PROBLEM
Reproduce all of the records below word for word, leaving out the pictures.

____ DATA RECORDS

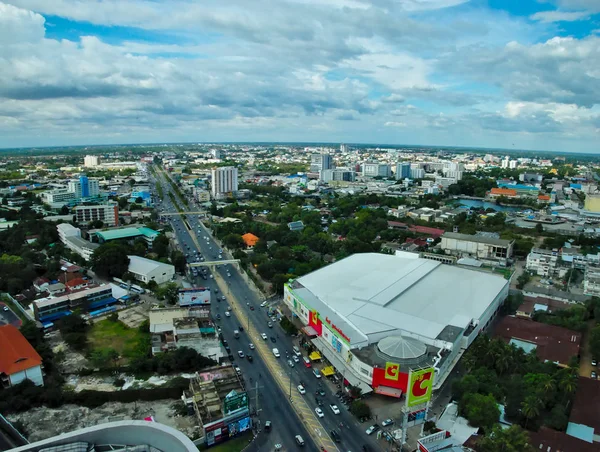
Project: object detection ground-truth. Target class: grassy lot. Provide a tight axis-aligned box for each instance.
[199,432,252,452]
[88,319,148,361]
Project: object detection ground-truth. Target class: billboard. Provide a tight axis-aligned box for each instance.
[223,391,248,415]
[406,367,435,407]
[385,363,400,381]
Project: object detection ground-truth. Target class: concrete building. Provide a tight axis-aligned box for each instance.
[362,162,392,177]
[319,168,356,183]
[211,166,238,198]
[284,252,509,397]
[42,188,75,206]
[583,195,600,213]
[33,284,117,325]
[12,421,198,452]
[68,174,100,199]
[93,227,160,248]
[127,255,175,285]
[0,325,44,388]
[310,154,333,173]
[395,162,410,180]
[75,203,119,226]
[83,155,100,168]
[440,232,515,263]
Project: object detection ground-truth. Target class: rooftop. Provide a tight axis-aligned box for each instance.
[96,227,159,241]
[127,255,174,275]
[495,316,581,365]
[291,253,508,344]
[0,325,42,375]
[442,232,511,246]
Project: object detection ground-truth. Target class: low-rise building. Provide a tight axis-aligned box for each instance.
[127,255,175,285]
[495,316,581,367]
[440,232,514,264]
[0,325,44,388]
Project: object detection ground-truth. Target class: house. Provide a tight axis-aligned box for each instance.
[0,325,44,387]
[242,232,260,249]
[495,316,581,367]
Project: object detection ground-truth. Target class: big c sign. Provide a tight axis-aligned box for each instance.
[406,367,435,407]
[385,363,400,381]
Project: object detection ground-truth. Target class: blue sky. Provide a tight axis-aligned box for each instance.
[0,0,600,152]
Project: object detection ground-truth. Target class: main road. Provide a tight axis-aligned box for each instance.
[151,167,379,451]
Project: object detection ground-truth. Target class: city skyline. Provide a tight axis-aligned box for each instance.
[0,0,600,153]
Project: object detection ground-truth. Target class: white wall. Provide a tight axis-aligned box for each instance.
[10,366,44,386]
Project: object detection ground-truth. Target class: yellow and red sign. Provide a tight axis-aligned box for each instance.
[406,367,435,407]
[385,363,400,381]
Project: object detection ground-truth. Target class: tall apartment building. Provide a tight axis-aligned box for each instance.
[75,203,119,226]
[68,174,100,199]
[310,154,333,173]
[396,162,410,180]
[319,168,356,182]
[211,166,238,198]
[363,162,392,177]
[83,155,100,168]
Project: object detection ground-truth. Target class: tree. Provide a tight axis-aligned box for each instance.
[463,394,500,431]
[92,242,129,278]
[477,425,535,452]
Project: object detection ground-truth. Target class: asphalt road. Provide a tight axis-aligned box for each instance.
[152,170,380,451]
[150,170,318,451]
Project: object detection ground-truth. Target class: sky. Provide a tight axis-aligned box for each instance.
[0,0,600,152]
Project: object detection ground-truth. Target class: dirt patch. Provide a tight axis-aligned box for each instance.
[7,400,198,442]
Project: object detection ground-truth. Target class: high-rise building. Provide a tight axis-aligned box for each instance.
[362,163,392,177]
[310,154,333,173]
[68,174,100,199]
[396,162,410,180]
[211,166,238,198]
[75,203,119,226]
[83,155,100,168]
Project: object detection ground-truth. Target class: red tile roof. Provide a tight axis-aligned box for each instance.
[569,377,600,435]
[495,316,581,365]
[0,325,42,375]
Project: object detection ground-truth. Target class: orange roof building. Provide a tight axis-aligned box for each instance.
[490,188,517,198]
[242,232,260,248]
[0,325,44,387]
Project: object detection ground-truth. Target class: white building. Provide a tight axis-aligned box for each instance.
[75,203,119,226]
[127,256,175,285]
[56,223,99,261]
[284,253,509,397]
[83,155,100,168]
[0,325,44,388]
[211,166,238,198]
[42,189,75,205]
[363,163,392,177]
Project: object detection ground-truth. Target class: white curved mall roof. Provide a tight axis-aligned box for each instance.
[293,253,508,343]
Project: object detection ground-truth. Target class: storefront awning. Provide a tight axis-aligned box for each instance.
[302,326,318,338]
[321,366,335,377]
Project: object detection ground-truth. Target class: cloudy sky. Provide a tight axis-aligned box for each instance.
[0,0,600,152]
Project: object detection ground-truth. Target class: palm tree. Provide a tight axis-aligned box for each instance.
[521,396,541,428]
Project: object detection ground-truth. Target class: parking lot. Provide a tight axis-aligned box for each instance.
[0,302,22,327]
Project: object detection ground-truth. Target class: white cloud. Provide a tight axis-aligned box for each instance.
[530,11,590,23]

________

SOLUTION TO THE EXERCISE
Project: object detection ground-truth. Target class: grassy lot. Provide a tight axis-aligned box for each instance.
[199,432,252,452]
[88,319,148,361]
Project: object detection ground-truth. Target class: billboard. Provide a tight axis-aligned box for each instance.
[223,391,248,415]
[406,367,435,407]
[385,363,400,381]
Project: object detection ground-truth. Target class: concrete building. Provide a tight axis-aligned box for each instance.
[362,162,392,177]
[319,168,356,183]
[211,166,238,198]
[284,252,509,397]
[42,188,75,206]
[583,195,600,213]
[33,284,117,325]
[12,421,198,452]
[68,174,100,199]
[93,227,160,248]
[127,255,175,285]
[0,325,44,388]
[310,154,333,173]
[395,162,410,180]
[75,203,119,226]
[83,155,100,168]
[440,232,515,263]
Project: object detection ground-truth. Target class: rooftop. Provide a tight axis-aligned box for each instance.
[96,227,159,241]
[127,255,174,275]
[495,316,581,365]
[291,253,508,344]
[0,325,42,375]
[442,232,511,246]
Project: object detection ground-truth. Target class: low-rise building. Provide a tight axis-aligned box for each instance.
[127,255,175,285]
[495,316,581,367]
[440,232,514,264]
[0,325,44,388]
Project: object detection ground-truth. Target class: house. Provide a tight axis-aligned box for each instance.
[0,325,44,387]
[242,232,260,249]
[495,316,581,367]
Project: object detection ground-truth. Target class: big c sign. Provide a tight axis-aligned box for each instance.
[406,367,435,407]
[385,363,400,381]
Project: object detection ground-truth. Target class: blue sky. Provide a tight axis-aligned box for each instance.
[0,0,600,152]
Project: object detection ground-truth. Target class: main road. Provide a tight axis-aligned box for each instance.
[151,167,379,451]
Project: object detection ground-truth. Target class: city skyline. Provide a tight axis-aligned box for each instance.
[0,0,600,153]
Project: object detection ground-truth. Target class: white wall. Provide a tight axis-aligned box for each instance.
[10,366,44,386]
Project: object detection ground-truth. Target class: yellow and red sign. Provide a tight axis-aligned box for each instance.
[406,367,435,407]
[385,363,400,381]
Project: object detection ground-truth. Target class: tall apartment building. Provide a tight axis-aligned box for each instance.
[75,203,119,226]
[68,174,100,199]
[310,154,333,173]
[396,162,410,180]
[319,168,356,182]
[211,166,238,198]
[363,162,392,177]
[83,155,100,168]
Project: object detection ground-truth. Target class: tree. Provide a tight axis-aligned box for each instance.
[463,394,500,431]
[92,242,129,278]
[477,425,535,452]
Project: object detection ground-truth. Target class: asphalt road. Provide a tight axis-aligned box for each instance.
[152,170,380,451]
[150,170,318,451]
Project: object detection ground-truth. Target class: sky. Provide a tight axis-aligned box for each instance.
[0,0,600,152]
Project: object detection ground-truth. Target class: dirt patch. Provide a tight axis-aligned box for each instance.
[7,400,198,442]
Project: object detection ground-truth. Target class: high-rise building. Provide a tight axis-aligned box for each instance.
[362,163,392,177]
[310,154,333,173]
[68,174,100,199]
[396,162,410,180]
[211,166,238,198]
[75,203,119,226]
[83,155,100,168]
Project: object detection ground-truth. Target class: red tile roof. Provide a tight axis-aligned box for each instance.
[569,377,600,435]
[495,316,581,365]
[0,325,42,375]
Project: object detection ground-truth. Target class: orange roof building. Provide a tight axis-aligned box for each instance.
[490,188,517,198]
[242,232,260,248]
[0,325,44,387]
Project: object detection ground-truth. Target class: white building. Provide a tight axis-aligned box for each instance.
[75,203,119,226]
[127,256,175,285]
[56,223,99,261]
[284,253,509,397]
[83,155,100,168]
[0,325,44,388]
[211,166,238,198]
[42,189,75,205]
[363,163,392,177]
Project: object detection ground-truth. Target class: white curved mall roof. Provide a tight axis-aligned box for each instance.
[293,253,508,343]
Project: object detection ground-truth. Target class: storefront awning. Provide a tight axis-aligned box for each instance.
[302,326,318,338]
[321,366,335,377]
Project: object detection ground-truth. Target class: cloudy sky. Provide a tight axis-aligned box for each instance.
[0,0,600,152]
Project: object detection ground-truth. Target class: palm tree. Provide a tight axis-aligned box for each instance.
[521,396,541,428]
Project: object detection ground-truth. Target class: parking lot. Provide a tight axis-aligned box for each instance.
[0,302,22,327]
Project: object detection ground-truth. Target class: white cloud. Provide a tight axis-aligned box for each instance.
[530,11,590,23]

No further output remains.